Reproduce every one of the records below word for word, leaving out the pictures.

Records drawn from a collection
* START *
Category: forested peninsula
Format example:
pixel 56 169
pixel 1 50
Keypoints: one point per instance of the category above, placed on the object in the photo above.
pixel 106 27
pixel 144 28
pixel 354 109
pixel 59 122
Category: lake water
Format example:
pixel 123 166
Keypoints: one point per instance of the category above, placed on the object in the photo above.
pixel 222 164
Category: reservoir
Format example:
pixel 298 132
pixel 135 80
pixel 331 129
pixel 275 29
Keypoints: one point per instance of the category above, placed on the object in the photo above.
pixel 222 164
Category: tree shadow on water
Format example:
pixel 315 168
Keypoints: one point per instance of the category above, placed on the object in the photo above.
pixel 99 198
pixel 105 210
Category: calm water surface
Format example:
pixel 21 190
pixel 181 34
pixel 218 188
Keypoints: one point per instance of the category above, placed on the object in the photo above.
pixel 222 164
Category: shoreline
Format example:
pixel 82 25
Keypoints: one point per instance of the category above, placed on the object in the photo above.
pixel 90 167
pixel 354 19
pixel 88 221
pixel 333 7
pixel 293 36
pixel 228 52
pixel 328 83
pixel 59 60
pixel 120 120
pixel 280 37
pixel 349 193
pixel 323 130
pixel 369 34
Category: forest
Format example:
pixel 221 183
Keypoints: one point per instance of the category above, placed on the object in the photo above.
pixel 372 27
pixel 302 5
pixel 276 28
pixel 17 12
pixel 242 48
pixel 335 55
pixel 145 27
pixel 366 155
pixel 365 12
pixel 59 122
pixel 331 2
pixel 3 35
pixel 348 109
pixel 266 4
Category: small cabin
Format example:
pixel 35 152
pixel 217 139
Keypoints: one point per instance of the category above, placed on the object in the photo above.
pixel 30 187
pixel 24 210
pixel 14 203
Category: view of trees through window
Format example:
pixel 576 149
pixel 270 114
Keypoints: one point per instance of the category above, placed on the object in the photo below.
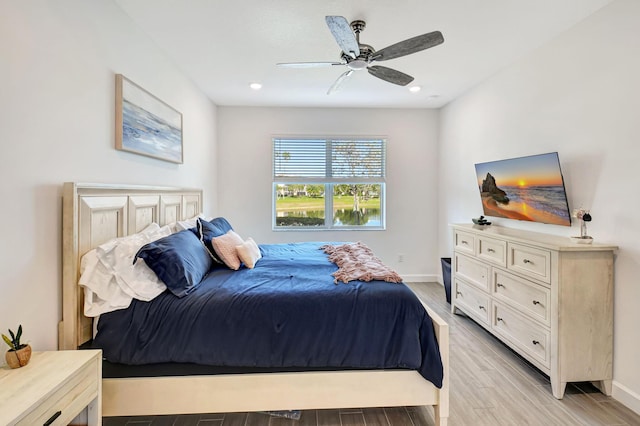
* END *
**CORRECT RESULT**:
Category: forested peninsula
Format example:
pixel 56 169
pixel 1 50
Keypoints: one point per instance of the category above, placed on the object in the photo above.
pixel 106 27
pixel 144 28
pixel 354 109
pixel 59 122
Category: lake water
Format example:
pixel 123 166
Keypoints: one point per instance of the category above, placed on the object in the photo above.
pixel 222 164
Category: reservoir
Format example:
pixel 298 132
pixel 135 80
pixel 331 129
pixel 275 29
Keypoints: one point per instance of the category above, placed on the object in the photo above.
pixel 222 164
Category: tree shadow on water
Format example:
pixel 315 168
Keypoints: one point per instance of the category above, placed on the object in the photo above.
pixel 99 198
pixel 105 210
Category: calm water surface
Format example:
pixel 21 190
pixel 181 34
pixel 218 188
Keypoints: one point per instance of the category above, placed on the object in the photo above.
pixel 222 164
Category: shoreline
Format example:
pixel 82 25
Keypoints: one point per instance of the category above, placed on the object in the photo above.
pixel 90 167
pixel 354 19
pixel 88 221
pixel 333 7
pixel 293 36
pixel 228 52
pixel 328 83
pixel 59 60
pixel 120 120
pixel 280 37
pixel 349 193
pixel 323 130
pixel 369 34
Category: forest
Format example:
pixel 221 183
Keypoints: one point per instance of the category above, placed on the object in the photo above.
pixel 372 27
pixel 302 5
pixel 276 28
pixel 17 12
pixel 242 48
pixel 335 55
pixel 145 27
pixel 366 155
pixel 365 12
pixel 59 122
pixel 331 2
pixel 3 35
pixel 348 109
pixel 266 4
Category: small cabin
Format example:
pixel 35 152
pixel 217 139
Keypoints: one point per instance of the category above, placed on the object in the photo above.
pixel 30 187
pixel 24 210
pixel 14 203
Category: view of trees through window
Format example:
pixel 576 149
pixel 270 114
Keypoints: one point per instance of the category above, placed on the object in the photo below.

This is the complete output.